**WHAT YOU WILL DO**
Take the records below and retype them line by line, from the first line through the one containing "Point to the white stucco"; stop there.

**AVAILABLE DATA**
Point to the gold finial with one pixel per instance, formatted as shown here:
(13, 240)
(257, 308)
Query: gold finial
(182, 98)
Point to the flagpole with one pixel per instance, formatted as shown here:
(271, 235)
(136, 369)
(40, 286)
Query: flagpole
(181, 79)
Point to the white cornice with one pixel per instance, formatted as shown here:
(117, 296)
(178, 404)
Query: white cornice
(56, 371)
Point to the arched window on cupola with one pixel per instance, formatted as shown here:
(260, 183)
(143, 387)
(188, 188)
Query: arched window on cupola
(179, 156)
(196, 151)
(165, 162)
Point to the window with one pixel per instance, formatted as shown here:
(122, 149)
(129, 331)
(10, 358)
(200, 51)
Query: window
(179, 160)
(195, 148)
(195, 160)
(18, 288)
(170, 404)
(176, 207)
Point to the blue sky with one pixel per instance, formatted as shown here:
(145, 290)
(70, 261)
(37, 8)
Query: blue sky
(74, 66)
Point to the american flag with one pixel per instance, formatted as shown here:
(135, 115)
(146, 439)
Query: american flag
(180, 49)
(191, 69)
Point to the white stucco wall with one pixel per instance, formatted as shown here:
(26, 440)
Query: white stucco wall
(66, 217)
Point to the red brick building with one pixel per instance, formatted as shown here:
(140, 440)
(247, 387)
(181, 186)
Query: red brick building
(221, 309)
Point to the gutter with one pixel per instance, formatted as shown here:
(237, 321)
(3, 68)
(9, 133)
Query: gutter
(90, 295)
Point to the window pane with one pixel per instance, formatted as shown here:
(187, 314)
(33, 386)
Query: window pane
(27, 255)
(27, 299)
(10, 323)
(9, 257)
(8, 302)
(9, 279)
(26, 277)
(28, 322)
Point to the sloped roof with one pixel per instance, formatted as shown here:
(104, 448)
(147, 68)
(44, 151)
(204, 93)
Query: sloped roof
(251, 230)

**SOLUTION BELOW**
Point to the gold finial with one pixel per instance, formatted as shown here:
(13, 240)
(257, 308)
Query: gold finial
(182, 98)
Point to the flagpole with one pixel per instance, formatted as shown here:
(271, 235)
(136, 369)
(40, 286)
Query: flagpole
(181, 79)
Point to the white cornice with one pixel per instance, formatted as shown here:
(117, 296)
(178, 404)
Query: white cornice
(56, 371)
Point to the arched window on cupola with one pixel per instance, formatted as shown here:
(260, 183)
(143, 387)
(188, 188)
Query: arched window on cupola
(179, 156)
(196, 151)
(165, 162)
Point to the window with one pixel per instance, formatted as shown here:
(122, 149)
(129, 331)
(10, 358)
(200, 51)
Query: window
(179, 160)
(195, 148)
(195, 160)
(18, 288)
(170, 404)
(176, 207)
Point to the blue sky with one pixel per instance, formatted as shown here:
(145, 290)
(70, 261)
(37, 8)
Query: blue sky
(74, 66)
Point to the american flag with one pixel per instance, formatted as shown here:
(135, 115)
(146, 439)
Query: american flag
(180, 49)
(191, 69)
Point to the white stucco wall with one pixel per instance, formatted as shown here:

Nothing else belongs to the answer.